WORK TASK
From the entries, copy each line that includes "rough".

Stored items:
'''
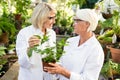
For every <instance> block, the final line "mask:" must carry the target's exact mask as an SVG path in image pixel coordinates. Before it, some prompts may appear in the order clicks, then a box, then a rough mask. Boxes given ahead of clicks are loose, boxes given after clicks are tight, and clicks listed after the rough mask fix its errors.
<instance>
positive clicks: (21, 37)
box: [16, 3, 56, 80]
mask: <svg viewBox="0 0 120 80" xmlns="http://www.w3.org/2000/svg"><path fill="white" fill-rule="evenodd" d="M55 15H56V13H55V10H54V8H53V7H52V6H51V5H49V4H47V3H40V4H38V5H37V6H36V7H35V9H34V11H33V14H32V17H31V21H32V25H30V26H28V27H25V28H23V29H22V30H20V32H19V33H18V35H17V40H16V51H17V55H18V62H19V64H20V70H19V76H18V80H43V67H42V61H41V55H40V54H37V53H35V52H33V53H32V56H31V57H28V50H29V48H31V47H33V46H34V45H36V44H39V43H40V39H38V37H36V36H34V35H39V36H41V37H42V36H43V35H48V41H46V42H45V43H44V44H43V45H40V46H42V47H43V48H45V47H46V46H50V47H52V46H55V42H56V34H55V32H54V31H53V30H52V26H53V24H54V23H55Z"/></svg>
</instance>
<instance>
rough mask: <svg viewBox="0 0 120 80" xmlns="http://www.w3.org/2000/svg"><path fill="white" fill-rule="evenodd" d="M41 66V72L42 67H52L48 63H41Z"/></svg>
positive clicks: (46, 71) (43, 67)
mask: <svg viewBox="0 0 120 80" xmlns="http://www.w3.org/2000/svg"><path fill="white" fill-rule="evenodd" d="M42 64H43V70H44V67H53V66H51V65H50V64H49V63H48V62H42ZM44 71H45V70H44ZM45 72H47V71H45Z"/></svg>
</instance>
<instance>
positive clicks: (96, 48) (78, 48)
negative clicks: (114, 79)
mask: <svg viewBox="0 0 120 80" xmlns="http://www.w3.org/2000/svg"><path fill="white" fill-rule="evenodd" d="M97 24H98V18H97V15H96V13H95V12H94V11H93V10H91V9H80V10H77V12H76V15H75V16H74V24H73V26H74V32H75V33H76V34H78V36H76V37H72V38H69V39H68V40H67V42H68V43H67V44H68V46H65V47H64V51H65V52H66V53H65V54H64V55H63V56H62V57H61V59H60V64H59V65H58V64H53V63H50V64H51V65H52V66H53V67H44V70H46V71H48V72H49V73H52V74H59V75H58V78H59V80H98V77H99V73H100V70H101V68H102V65H103V62H104V53H103V49H102V47H101V45H100V43H99V42H98V40H97V39H96V37H95V34H94V33H93V32H92V31H94V30H95V29H96V27H97Z"/></svg>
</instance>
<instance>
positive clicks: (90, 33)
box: [78, 32, 93, 46]
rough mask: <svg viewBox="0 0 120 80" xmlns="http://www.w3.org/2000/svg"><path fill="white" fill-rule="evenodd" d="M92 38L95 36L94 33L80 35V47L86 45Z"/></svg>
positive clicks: (80, 34) (88, 33)
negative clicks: (80, 45)
mask: <svg viewBox="0 0 120 80" xmlns="http://www.w3.org/2000/svg"><path fill="white" fill-rule="evenodd" d="M92 36H93V33H92V32H87V33H84V34H80V40H79V43H78V46H80V45H82V44H83V43H85V42H86V41H87V40H88V39H89V38H91V37H92Z"/></svg>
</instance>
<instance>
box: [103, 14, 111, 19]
mask: <svg viewBox="0 0 120 80" xmlns="http://www.w3.org/2000/svg"><path fill="white" fill-rule="evenodd" d="M102 16H103V17H104V18H105V19H108V18H112V16H113V15H112V14H106V13H102Z"/></svg>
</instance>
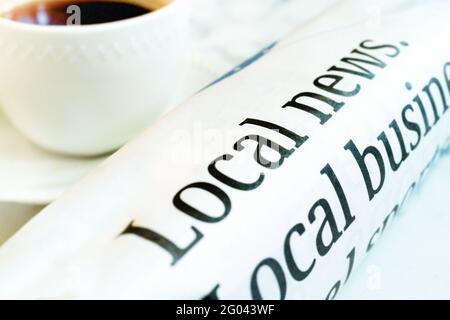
'''
THE ANSWER
For every <instance> block, the final line "mask:" must carry the target's exact mask as an SVG path in image pixel coordinates. Before it, some prompts may appear in the order clicks, then a box, then a rough mask. Boxes given ahead of clicks are loose, boxes given after clicks are tight, and clicks listed after the rough mask fix its errors.
rough mask: <svg viewBox="0 0 120 80" xmlns="http://www.w3.org/2000/svg"><path fill="white" fill-rule="evenodd" d="M41 66V72L42 67H52L48 63H41Z"/></svg>
rough mask: <svg viewBox="0 0 120 80" xmlns="http://www.w3.org/2000/svg"><path fill="white" fill-rule="evenodd" d="M92 38L95 36L94 33L80 35V47L86 45Z"/></svg>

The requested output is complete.